PROMPT: Lay out the records below as a two-column CSV with the columns text and points, one row per record. Put each record's wording and its answer in a single quoted field apiece, replacing line breaks with spaces, and leave the pictures out.

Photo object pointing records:
-- BEGIN --

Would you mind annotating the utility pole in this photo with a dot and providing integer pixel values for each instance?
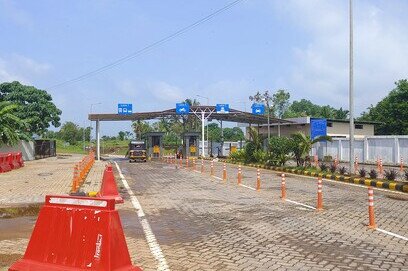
(351, 92)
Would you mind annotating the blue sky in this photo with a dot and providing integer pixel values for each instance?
(301, 46)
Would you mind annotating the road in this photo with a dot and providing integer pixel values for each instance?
(203, 223)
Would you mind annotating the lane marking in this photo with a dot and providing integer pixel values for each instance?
(243, 185)
(301, 204)
(392, 234)
(154, 246)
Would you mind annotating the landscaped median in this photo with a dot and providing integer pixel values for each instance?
(348, 179)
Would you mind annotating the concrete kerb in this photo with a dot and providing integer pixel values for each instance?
(360, 181)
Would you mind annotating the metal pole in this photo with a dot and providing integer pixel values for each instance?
(202, 133)
(351, 93)
(98, 143)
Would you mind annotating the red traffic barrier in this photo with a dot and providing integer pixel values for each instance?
(5, 162)
(109, 190)
(76, 233)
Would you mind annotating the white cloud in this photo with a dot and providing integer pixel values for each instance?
(321, 69)
(21, 68)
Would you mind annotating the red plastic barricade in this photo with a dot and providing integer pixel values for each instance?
(109, 190)
(5, 162)
(76, 233)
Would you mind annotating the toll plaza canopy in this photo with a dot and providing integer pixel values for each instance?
(233, 116)
(203, 112)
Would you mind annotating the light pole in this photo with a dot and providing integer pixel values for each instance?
(208, 103)
(351, 92)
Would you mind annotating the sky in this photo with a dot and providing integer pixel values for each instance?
(298, 45)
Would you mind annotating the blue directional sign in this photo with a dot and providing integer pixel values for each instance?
(125, 109)
(182, 108)
(222, 108)
(318, 127)
(258, 109)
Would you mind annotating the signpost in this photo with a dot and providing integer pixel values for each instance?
(318, 127)
(258, 109)
(125, 109)
(182, 108)
(222, 108)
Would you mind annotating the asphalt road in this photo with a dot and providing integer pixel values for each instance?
(203, 223)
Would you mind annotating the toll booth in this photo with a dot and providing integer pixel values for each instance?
(190, 144)
(154, 144)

-- END --

SOLVED EXERCISE:
text,points
"Would you mind annotating the utility pole in this photo with a dot and providing integer pixel values for each instance?","(351, 92)"
"Would you mind annotating the blue sky in this photo with a dot and providing integer pixel values for each instance?","(301, 46)"
"Would you mind annotating the road in this photo with a dot and providing integer pixel values for each instance?","(203, 223)"
"Would you mind annotating the lane marking in this photo with a dot and providing integer pixel values for each instance?","(243, 185) (301, 204) (392, 234) (154, 246)"
"Would you mind annotating the landscaped median in this photo with a dot and providing integer pixel values for each instance?","(348, 179)"
"Would you mind annotating the concrete kerb in this photo with a dot and providing integer pixel values for each instance?","(360, 181)"
"Would you mind annotating the metal pole in this photo with a dot and providing integer pixel values for each instance?","(202, 133) (351, 93) (98, 143)"
"Would you mind annotating the red traffic barrier in this photo with a dot and providing integer pixel values for each instance?","(5, 162) (109, 190) (76, 233)"
"Would you mind annotating the white cloud in this photo with a dot and providing integer pixel values for each instance?","(321, 69) (21, 68)"
"Would you mind annotating the red plastic barricade in this photo with a dot and providing integer pixel values for each instance?","(109, 190) (5, 162) (76, 233)"
"Would you mind annotating the toll plaza canopy in this photo with a dot and providing integer pixel values for each instance?","(233, 116) (203, 112)"
"Would you mind annotating the light pole in this photo with a dot and providing integer pixel values for each instance?","(208, 103) (351, 92)"
"Would you mind annotating the sky in this photo with a dot and providing integer pixel values for each instance?","(298, 45)"
"Would you mind annotating the blue directional sign in this photo with a dot and providing integer pixel values for each instance?","(125, 109) (182, 108) (222, 108) (318, 127) (258, 109)"
"Would you mind annotating the signpost in this photo with a dot and providing integer pixel values for each instance?","(318, 127) (258, 109) (125, 109) (182, 108) (222, 108)"
"Would you mind annotating the asphalt road in this photo with a dot and providing integer pixel values for each instance?","(203, 223)"
"Would you mind annotating the toll booth in this photo with a dot and providing integer pixel values for each instance?","(190, 144) (154, 144)"